Hydra Cloud Infrastructure in Action: How We Prevented a Massive OneLogin Service Outage

September 16th, 2021   |     |  product & technology

August 31, 4:02 PM PDT We have resolved the issue affecting network connectivity within a single Availability Zone (usw2-az2) in the US-WEST-2 Region. Beginning at 10:58 AM PDT, we experienced network connectivity issues for Network Load Balancer, NAT Gateway and PrivateLink endpoints within the US-WEST-2 Region.

At 2:45 PM, some Network Load Balancers, NAT Gateways and PrivateLink endpoints began to see recovery and by 3:35 PM, all affected Network Load Balancers, NAT Gateways and PrivateLink endpoints had fully recovered. The issue has been resolved and the service is operating normally.

— from AWS Service Health Dashboard

Regions and Zones

In order to better explain the incident, we need to dive a little bit into what AWS regions and availability zones are.

AWS has the concept of a Region, which is a physical location around the world where we cluster data centers. We call each group of logical data centers an Availability Zone. Each AWS Region consists of multiple, isolated, and physically separate AZs within a geographic area. 

Each AZ has independent power, cooling, and physical security and is connected via redundant, ultra-low-latency networks. AWS customers focused on high availability can design their applications to run in multiple AZs to achieve even greater fault-tolerance. 

— excerpt from AWS Regions and Availability Zones

Multiple Availability Zones in an AWS region

Picture - Multiple Availability Zones in an AWS region

Regarding the incident, requests to any service deployed in the impacted availability zone (data center) were very slow, or failing (timing out) at a higher rate - in the case of this incident our telemetry measured a fail rate around 10-15%.

Cloud applications (usually) consist of multiple services. Here are a few examples of how the impact could look like. If a fictional application:

  • was leveraging only the affected AZ with their services it would be failing at 10-15% rate.

_What to do_:
(1) Gather each line of the rows that contains the word "every".
(2) Continue the write-up on the AWS availability zone outage, starting after its last sentence.
The outage write-up and the rows are unrelated to each other.

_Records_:
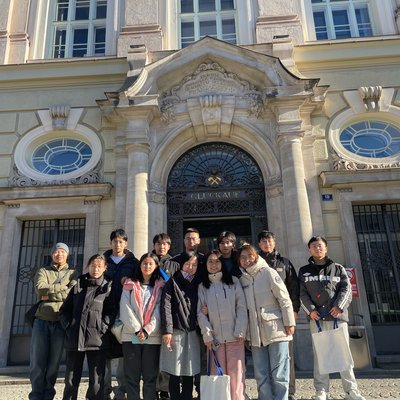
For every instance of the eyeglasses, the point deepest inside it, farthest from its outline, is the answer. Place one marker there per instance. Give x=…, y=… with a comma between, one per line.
x=213, y=261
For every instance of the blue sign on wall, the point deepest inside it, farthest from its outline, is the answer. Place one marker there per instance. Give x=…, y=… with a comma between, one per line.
x=327, y=197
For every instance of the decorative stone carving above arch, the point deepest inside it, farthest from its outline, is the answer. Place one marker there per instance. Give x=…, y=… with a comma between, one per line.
x=211, y=90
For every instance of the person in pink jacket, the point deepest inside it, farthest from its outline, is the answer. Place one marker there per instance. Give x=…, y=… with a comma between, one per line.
x=141, y=334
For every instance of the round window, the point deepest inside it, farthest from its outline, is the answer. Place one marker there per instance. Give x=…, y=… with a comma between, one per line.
x=373, y=139
x=61, y=156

_Outputs in order_:
(1)
For every instance of the eyeglasses, the point deepest inside it, farthest from its outline, is the answer. Place one marker there per instance. Give x=…, y=… with a comma between, one per line.
For every instance of the blue sign on wall, the point deepest inside it, farthest from its outline, is the answer. Place one marker there per instance. Give x=…, y=… with a comma between, one per line.
For every instance of the decorative stone carving above arch, the point deepest inside it, farthest from its outline, is the answer. Place one marker there per instance. Give x=…, y=… with a comma between, one per line.
For every instance of the person in pink jacket, the point deepest inside it, farthest from its outline, is the answer. Place one marker there per instance. Give x=…, y=… with a comma between, one per line.
For every instance of the round window, the point deepest inside it, farthest from its outline, is the answer. Place one marker there per instance. Give x=…, y=… with a comma between, one per line.

(2)
  • had a key service in the affected AZ, other services would be ok, but anything depending on the key service would be failing.
  • had any networking component (balancer, ingress) deployed in the affected AZ, those requests would be failing.
  • was following AWS well architected framework guidance to “Distribute workload data and resources across multiple Availability Zones”, and was running multiple instances of each service distributed across multiple AZs, every request reaching replica of any service in the given AZ would fail (would timeout in this specific case) at an elevated rate.


In OneLogin, we are focused on high availability, so the system is designed to leverage multiple AZs (usually at least 3 in a given region).

Note: Since we follow the recommended high-resiliency, high-availability practice, we allow for cross-zone calls. But if the whole AZ is failing, it means that the request can fail on each layer of the topology. So, in the case of a complex solution with many inter-service calls, the total failure rate for each end user request may be higher than the raw Availability Zone fail rate (depending on the inter-service calls topology).

OneLogin deployment in US with Availability Zone affected

Picture - OneLogin deployment in US with Availability Zone affected

Login Clusters: To The Rescue!

In my previous post, I described how we designed Login Clusters as a way to achieve ultra high scale and reliability. This incident gave a clear opportunity to test that architecture!

So how did we do?

Incident Onset

Thanks to our mature telemetry and synthetic monitoring, our engineers and ops were promptly alerted to the issue right at the onset of the incident at 11:00 AM.

The team immediately jumped on the incident-bridge call and started assessing the situation.

We quickly narrowed the issue to the us-west-2 region, but within the region, the situation looked more complex. Each of our 75 services was reporting elevated failures, but nothing was completely failing.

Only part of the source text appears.